Render each line of the listing below as one string in a JSON array, leaving out blank lines.

— Listed entries —
------------------------
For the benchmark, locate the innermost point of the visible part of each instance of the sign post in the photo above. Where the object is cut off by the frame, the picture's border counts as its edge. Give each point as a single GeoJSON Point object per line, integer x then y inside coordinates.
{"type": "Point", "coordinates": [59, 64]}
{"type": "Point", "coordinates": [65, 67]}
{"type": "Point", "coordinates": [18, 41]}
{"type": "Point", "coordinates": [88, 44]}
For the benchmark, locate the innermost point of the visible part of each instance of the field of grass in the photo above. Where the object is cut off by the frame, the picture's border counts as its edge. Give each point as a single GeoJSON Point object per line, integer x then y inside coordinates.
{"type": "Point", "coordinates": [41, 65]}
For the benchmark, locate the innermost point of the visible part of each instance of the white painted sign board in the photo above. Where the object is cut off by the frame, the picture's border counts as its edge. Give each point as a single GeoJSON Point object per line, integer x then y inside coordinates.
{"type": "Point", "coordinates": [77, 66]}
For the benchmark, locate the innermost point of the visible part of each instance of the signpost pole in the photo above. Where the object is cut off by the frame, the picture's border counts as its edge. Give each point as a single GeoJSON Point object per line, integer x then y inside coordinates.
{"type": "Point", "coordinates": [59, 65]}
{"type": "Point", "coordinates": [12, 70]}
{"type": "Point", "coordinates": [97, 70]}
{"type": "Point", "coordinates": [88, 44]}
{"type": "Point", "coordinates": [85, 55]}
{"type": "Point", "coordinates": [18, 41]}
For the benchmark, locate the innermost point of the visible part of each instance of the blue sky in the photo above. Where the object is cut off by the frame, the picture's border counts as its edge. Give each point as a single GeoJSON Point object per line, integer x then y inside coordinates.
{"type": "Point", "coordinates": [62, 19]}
------------------------
— Exercise result —
[
  "For the benchmark, locate the innermost point of the visible part of each instance of the sign post in the photo above. Where the object is cut off by the frame, the picture's border counts as its edge. Give each point as a single GeoJSON Point object per line, integer x then y inside coordinates.",
  "{\"type\": \"Point\", \"coordinates\": [59, 64]}",
  "{\"type\": \"Point\", \"coordinates\": [65, 67]}",
  "{\"type\": \"Point\", \"coordinates\": [18, 41]}",
  "{\"type\": \"Point\", \"coordinates\": [88, 44]}",
  "For the benchmark, locate the innermost point of the visible part of each instance of the field of grass in the photo above. Where the object is cut off by the frame, the picture's border counts as its edge. Give each point as a single GeoJSON Point object per line, integer x then y inside coordinates.",
  "{\"type\": \"Point\", \"coordinates\": [41, 65]}",
  "For the benchmark, locate the innermost point of the visible part of each instance of the white painted sign board in the photo above. Where the object is cut off by the frame, the picture's border counts as its edge. Give each point as a single GeoJSON Point object per line, integer x then y inside coordinates.",
  "{\"type\": \"Point\", \"coordinates\": [77, 66]}",
  "For the benchmark, locate the innermost point of the visible part of each instance of the signpost pole in the photo above. Where the object is cut off by the frame, the picture's border counts as its edge. Give each point as a single GeoJSON Point object per line, integer x then y inside coordinates.",
  "{\"type\": \"Point\", \"coordinates\": [59, 65]}",
  "{\"type\": \"Point\", \"coordinates\": [12, 70]}",
  "{\"type\": \"Point\", \"coordinates\": [97, 70]}",
  "{\"type\": \"Point\", \"coordinates\": [88, 44]}",
  "{\"type\": \"Point\", \"coordinates\": [85, 55]}",
  "{\"type\": \"Point\", \"coordinates\": [18, 41]}",
  "For the benchmark, locate the innermost point of the visible part of each instance of the blue sky in the photo above. Where the object is cut off by the frame, the picture's border counts as its edge. Give each point as a single GeoJSON Point object per line, integer x then y inside coordinates.",
  "{\"type\": \"Point\", \"coordinates\": [62, 19]}"
]